→ **What the task requires**
After finding the line with "Category: stone staircase" in the entries below, retype exactly each line from there through the line with "Category: black post", including that final line.

→ **Given records**
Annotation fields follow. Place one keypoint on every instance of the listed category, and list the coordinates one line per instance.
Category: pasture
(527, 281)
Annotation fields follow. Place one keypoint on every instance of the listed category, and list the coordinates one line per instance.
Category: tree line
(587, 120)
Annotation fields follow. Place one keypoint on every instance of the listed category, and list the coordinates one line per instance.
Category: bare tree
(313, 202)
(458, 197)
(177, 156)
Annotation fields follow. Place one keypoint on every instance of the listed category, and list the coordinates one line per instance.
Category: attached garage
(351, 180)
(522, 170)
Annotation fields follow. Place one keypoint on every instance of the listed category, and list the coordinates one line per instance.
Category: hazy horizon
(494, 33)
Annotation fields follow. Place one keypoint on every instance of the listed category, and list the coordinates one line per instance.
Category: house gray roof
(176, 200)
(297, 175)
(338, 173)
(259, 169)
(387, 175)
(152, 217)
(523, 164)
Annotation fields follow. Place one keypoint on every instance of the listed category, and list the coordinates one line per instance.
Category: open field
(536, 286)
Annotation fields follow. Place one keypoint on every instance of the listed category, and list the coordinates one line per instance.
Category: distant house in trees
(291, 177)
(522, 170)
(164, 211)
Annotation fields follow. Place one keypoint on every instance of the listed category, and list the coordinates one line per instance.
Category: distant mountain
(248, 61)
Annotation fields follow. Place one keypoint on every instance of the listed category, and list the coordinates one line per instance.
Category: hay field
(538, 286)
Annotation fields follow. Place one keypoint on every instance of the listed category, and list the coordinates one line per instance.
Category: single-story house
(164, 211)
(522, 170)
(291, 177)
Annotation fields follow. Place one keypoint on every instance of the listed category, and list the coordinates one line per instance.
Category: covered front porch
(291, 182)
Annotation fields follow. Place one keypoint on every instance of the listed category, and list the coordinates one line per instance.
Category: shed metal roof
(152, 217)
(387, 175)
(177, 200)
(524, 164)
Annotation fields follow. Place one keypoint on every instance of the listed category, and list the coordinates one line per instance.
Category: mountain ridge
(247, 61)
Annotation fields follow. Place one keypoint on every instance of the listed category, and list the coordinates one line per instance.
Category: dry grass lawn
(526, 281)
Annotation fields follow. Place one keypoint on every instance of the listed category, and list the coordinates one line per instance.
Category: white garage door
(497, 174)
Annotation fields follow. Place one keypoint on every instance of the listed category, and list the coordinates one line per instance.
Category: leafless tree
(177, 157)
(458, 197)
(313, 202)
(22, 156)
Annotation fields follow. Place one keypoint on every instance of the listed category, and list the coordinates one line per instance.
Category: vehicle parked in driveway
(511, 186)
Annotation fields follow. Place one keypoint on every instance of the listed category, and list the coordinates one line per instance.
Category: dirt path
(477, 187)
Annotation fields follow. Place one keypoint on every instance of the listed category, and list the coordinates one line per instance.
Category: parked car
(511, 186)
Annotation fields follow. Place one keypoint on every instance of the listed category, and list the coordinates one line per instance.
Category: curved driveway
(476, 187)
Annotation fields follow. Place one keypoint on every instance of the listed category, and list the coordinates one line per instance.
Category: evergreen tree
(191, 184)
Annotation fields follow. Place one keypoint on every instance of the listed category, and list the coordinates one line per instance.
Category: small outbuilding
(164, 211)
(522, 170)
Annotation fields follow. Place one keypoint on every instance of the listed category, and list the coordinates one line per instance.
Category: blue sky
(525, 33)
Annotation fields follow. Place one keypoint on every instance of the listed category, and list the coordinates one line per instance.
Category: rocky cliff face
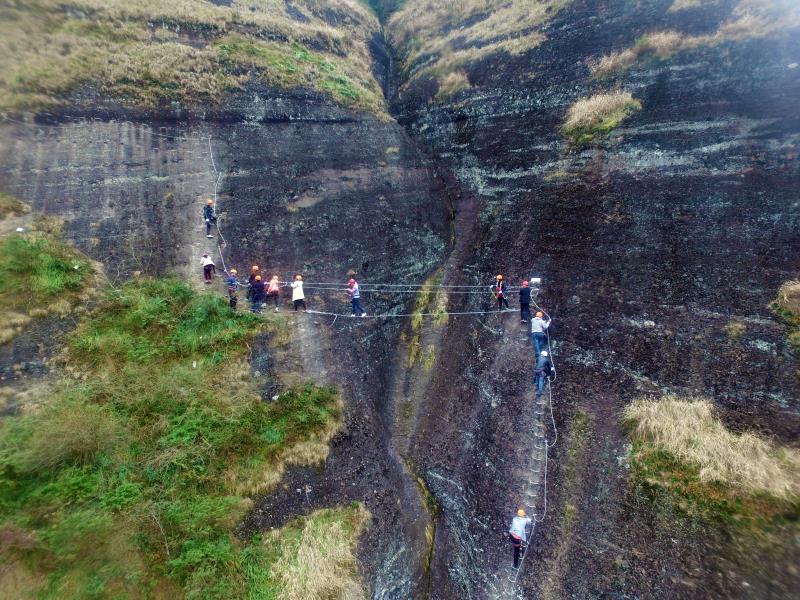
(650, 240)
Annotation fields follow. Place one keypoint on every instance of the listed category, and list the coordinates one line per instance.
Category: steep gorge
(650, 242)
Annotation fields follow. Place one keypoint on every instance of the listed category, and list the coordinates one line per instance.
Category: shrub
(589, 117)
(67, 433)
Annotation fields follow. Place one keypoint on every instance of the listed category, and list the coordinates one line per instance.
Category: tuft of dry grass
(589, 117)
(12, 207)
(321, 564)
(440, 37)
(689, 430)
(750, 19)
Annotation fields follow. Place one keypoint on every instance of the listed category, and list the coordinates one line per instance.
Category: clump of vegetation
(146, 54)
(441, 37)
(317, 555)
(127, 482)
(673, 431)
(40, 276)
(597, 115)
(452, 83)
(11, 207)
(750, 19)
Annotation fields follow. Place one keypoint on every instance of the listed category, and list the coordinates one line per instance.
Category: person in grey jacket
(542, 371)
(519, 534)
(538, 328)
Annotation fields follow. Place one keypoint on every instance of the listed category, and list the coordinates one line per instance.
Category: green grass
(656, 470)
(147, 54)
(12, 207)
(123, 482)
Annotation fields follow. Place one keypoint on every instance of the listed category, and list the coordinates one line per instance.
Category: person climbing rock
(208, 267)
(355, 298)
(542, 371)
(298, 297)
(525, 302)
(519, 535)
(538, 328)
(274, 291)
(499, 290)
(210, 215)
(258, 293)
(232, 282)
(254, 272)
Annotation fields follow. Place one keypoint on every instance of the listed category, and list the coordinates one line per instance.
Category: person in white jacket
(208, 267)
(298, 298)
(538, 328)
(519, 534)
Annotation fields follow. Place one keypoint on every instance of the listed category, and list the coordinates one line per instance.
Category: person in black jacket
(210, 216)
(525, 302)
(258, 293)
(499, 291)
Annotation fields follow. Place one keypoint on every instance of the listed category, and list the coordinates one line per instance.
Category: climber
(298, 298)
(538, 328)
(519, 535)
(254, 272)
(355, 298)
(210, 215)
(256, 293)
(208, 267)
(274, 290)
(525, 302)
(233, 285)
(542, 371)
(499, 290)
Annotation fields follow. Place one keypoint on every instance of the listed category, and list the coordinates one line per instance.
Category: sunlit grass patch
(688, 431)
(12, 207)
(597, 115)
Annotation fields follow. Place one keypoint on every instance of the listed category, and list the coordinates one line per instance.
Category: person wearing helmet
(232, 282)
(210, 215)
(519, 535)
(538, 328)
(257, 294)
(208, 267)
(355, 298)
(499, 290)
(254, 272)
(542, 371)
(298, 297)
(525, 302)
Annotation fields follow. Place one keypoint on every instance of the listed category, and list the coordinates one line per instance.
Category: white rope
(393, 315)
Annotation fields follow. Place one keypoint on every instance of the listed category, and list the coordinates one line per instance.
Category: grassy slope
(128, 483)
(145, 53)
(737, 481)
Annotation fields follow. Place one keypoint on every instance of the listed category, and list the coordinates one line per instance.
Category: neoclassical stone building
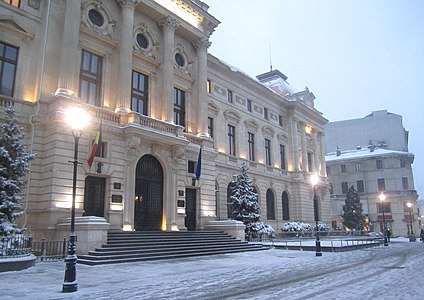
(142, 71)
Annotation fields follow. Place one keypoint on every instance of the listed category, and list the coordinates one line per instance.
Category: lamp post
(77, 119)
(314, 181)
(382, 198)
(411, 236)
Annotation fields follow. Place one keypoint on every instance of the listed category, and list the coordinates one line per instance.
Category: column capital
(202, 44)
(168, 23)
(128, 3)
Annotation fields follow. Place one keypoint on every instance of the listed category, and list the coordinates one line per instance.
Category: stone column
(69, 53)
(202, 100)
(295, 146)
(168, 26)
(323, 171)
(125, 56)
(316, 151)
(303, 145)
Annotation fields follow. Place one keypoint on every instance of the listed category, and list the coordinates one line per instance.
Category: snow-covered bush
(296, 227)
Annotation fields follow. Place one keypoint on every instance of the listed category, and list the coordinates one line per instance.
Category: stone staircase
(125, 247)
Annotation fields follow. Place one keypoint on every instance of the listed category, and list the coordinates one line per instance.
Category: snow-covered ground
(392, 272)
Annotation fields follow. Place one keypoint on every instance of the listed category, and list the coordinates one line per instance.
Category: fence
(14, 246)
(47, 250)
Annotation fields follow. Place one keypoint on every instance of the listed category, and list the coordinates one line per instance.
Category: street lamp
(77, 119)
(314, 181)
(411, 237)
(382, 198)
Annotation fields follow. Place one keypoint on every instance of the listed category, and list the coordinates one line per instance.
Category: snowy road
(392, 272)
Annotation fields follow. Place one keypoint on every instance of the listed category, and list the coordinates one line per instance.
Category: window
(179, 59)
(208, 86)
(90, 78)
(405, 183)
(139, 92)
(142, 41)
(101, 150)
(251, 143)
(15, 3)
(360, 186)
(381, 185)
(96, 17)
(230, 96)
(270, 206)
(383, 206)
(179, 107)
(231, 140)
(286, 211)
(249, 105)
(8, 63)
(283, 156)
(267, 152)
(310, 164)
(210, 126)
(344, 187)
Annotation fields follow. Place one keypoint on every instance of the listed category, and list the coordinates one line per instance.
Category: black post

--

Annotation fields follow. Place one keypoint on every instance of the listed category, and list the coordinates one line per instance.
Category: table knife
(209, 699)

---

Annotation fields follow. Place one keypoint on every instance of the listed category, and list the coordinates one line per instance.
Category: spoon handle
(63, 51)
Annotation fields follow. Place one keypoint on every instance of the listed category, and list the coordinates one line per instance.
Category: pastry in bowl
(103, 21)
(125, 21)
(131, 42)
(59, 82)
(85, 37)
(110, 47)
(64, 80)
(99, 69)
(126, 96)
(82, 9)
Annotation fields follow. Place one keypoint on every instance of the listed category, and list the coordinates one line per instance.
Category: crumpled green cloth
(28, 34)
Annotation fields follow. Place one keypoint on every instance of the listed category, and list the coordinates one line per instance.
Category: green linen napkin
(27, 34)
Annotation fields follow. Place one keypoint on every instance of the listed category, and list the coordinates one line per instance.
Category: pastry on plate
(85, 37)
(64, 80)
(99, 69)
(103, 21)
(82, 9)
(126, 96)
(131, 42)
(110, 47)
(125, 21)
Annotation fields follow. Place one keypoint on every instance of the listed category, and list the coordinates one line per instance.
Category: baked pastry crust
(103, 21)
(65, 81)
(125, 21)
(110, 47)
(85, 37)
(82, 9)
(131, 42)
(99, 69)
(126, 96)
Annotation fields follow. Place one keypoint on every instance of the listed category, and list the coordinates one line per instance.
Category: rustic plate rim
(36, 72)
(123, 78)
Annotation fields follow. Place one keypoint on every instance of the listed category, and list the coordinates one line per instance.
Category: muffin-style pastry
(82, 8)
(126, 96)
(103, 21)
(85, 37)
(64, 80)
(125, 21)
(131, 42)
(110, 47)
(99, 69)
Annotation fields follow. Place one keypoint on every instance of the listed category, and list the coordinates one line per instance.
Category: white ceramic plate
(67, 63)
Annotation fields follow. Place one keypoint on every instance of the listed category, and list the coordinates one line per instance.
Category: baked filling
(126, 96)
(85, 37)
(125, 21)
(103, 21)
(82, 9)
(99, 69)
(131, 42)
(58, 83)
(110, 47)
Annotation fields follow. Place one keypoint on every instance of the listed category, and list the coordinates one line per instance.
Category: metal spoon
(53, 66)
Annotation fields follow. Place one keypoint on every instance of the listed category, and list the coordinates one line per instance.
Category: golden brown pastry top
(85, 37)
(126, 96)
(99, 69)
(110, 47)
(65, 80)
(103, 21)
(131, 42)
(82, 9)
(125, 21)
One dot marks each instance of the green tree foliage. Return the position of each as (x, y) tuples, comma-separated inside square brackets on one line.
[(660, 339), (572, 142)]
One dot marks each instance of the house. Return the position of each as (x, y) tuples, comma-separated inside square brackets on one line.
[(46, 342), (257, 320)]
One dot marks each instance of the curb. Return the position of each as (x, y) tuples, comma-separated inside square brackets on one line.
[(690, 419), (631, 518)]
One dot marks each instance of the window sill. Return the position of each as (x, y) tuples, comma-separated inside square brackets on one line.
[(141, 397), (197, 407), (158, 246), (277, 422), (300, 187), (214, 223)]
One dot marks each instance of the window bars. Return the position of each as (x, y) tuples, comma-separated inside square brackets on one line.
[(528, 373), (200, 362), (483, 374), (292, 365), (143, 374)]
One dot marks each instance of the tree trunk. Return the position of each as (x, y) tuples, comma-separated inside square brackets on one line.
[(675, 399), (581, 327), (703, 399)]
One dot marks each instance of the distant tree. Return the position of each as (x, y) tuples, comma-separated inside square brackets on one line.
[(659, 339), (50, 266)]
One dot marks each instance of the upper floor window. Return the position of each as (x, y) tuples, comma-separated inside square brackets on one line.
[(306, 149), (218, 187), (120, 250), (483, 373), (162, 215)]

→ **Expected answer**
Category: stone staircase
(125, 247)
Annotation fields follow. Place one keypoint on every instance of the listed category, and list the coordinates one line per instance.
Category: snow-covered ground
(392, 272)
Annotation fields follow. Place one keypoint on every instance of the listed category, and list the coordinates one line per instance.
Category: fence
(14, 246)
(47, 250)
Annotation fields follow. Place one keypoint on every instance of the listed category, and list the coordinates one line per instance.
Category: street lamp
(77, 119)
(314, 181)
(411, 237)
(382, 198)
Annotation fields follow. Place one keypoint on every instance of the listed category, and list the coordinates one line per instance.
Category: snowy road
(392, 272)
Annotation fields follow. Place one keypoint on every instance of the listed category, and list the coordinates one line per instance.
Category: window
(179, 59)
(208, 86)
(90, 78)
(405, 183)
(139, 92)
(142, 41)
(101, 150)
(251, 143)
(15, 3)
(360, 186)
(381, 185)
(96, 17)
(230, 96)
(270, 206)
(383, 206)
(179, 107)
(231, 140)
(286, 211)
(249, 105)
(8, 63)
(283, 156)
(267, 152)
(310, 164)
(210, 126)
(344, 187)
Annotation fields follow. Place one keypoint on every instance of the listed category, and list the coordinates one line per instance.
Category: black post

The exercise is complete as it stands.